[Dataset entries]
:::

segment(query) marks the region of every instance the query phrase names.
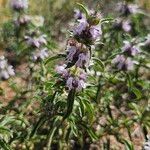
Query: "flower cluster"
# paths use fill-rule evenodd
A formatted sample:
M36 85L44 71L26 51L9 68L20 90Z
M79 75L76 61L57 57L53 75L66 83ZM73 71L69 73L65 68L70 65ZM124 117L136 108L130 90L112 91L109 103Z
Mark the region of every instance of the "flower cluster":
M8 65L7 60L4 56L0 57L0 79L8 79L14 76L15 72L13 66Z
M119 3L118 11L121 13L121 15L128 16L130 14L137 13L139 11L139 7L135 4Z
M14 20L14 23L17 27L26 26L31 21L30 16L22 15L19 16L17 19Z
M73 35L79 42L91 45L100 39L102 31L99 16L95 12L90 12L87 18L80 11L76 11L75 18L77 25L73 29Z
M43 44L47 44L46 35L40 35L36 37L35 35L32 36L25 36L26 43L28 46L40 48Z
M150 139L144 143L143 150L150 150Z
M75 10L74 17L77 24L72 30L73 36L67 42L66 61L64 65L56 67L56 72L68 90L80 91L86 87L86 70L91 59L91 46L100 38L102 32L99 17L95 12L89 12L86 16Z
M11 7L15 11L21 11L28 8L28 0L11 0Z
M124 46L122 47L123 54L117 55L113 60L112 63L116 65L118 70L133 70L134 68L134 61L131 57L137 55L140 51L139 49L128 41L124 42Z
M28 0L11 0L11 7L18 13L14 19L15 26L18 28L27 26L31 21L31 17L24 11L28 8Z
M117 18L113 24L113 29L123 30L124 32L130 32L132 29L131 21Z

:::

The task: Reproduce every line of the items above word for word, leaving out the pictures.

The completed task:
segment(query) marks the region of every instance the query phrase names.
Query: "flower cluster"
# paths use fill-rule evenodd
A formatted sample:
M36 85L44 71L26 51L9 68L20 90Z
M79 75L76 61L57 57L53 75L66 83ZM73 71L69 73L65 68L70 65ZM124 117L136 108L130 90L112 91L109 103Z
Mark the region of every instance of the "flower cluster":
M8 65L7 60L4 56L0 57L0 79L8 79L14 76L15 72L13 66Z
M119 3L118 11L121 13L121 15L128 16L130 14L137 13L139 11L139 7L135 4Z
M14 20L14 23L17 27L26 26L31 21L30 16L22 15L19 16L17 19Z
M73 35L79 42L91 45L100 39L102 31L99 16L95 12L90 12L87 18L80 11L76 11L75 18L77 25L73 29Z
M43 44L47 44L46 35L40 35L36 37L35 35L32 36L25 36L26 43L28 46L40 48Z
M150 139L144 143L143 150L150 150Z
M75 10L74 17L77 24L72 30L73 36L67 42L66 61L64 65L56 67L56 72L68 90L80 91L86 87L86 70L91 59L91 46L100 38L102 32L99 17L95 12L89 12L86 16Z
M11 7L15 11L21 11L28 8L28 0L11 0Z
M124 46L122 47L123 54L117 55L113 60L112 63L116 65L118 70L133 70L134 68L134 61L131 57L137 55L140 51L139 49L128 41L124 42Z
M28 0L11 0L11 7L18 13L14 19L15 26L18 28L27 26L31 21L31 17L24 11L28 8Z
M117 18L113 24L113 29L123 30L124 32L130 32L132 29L131 21Z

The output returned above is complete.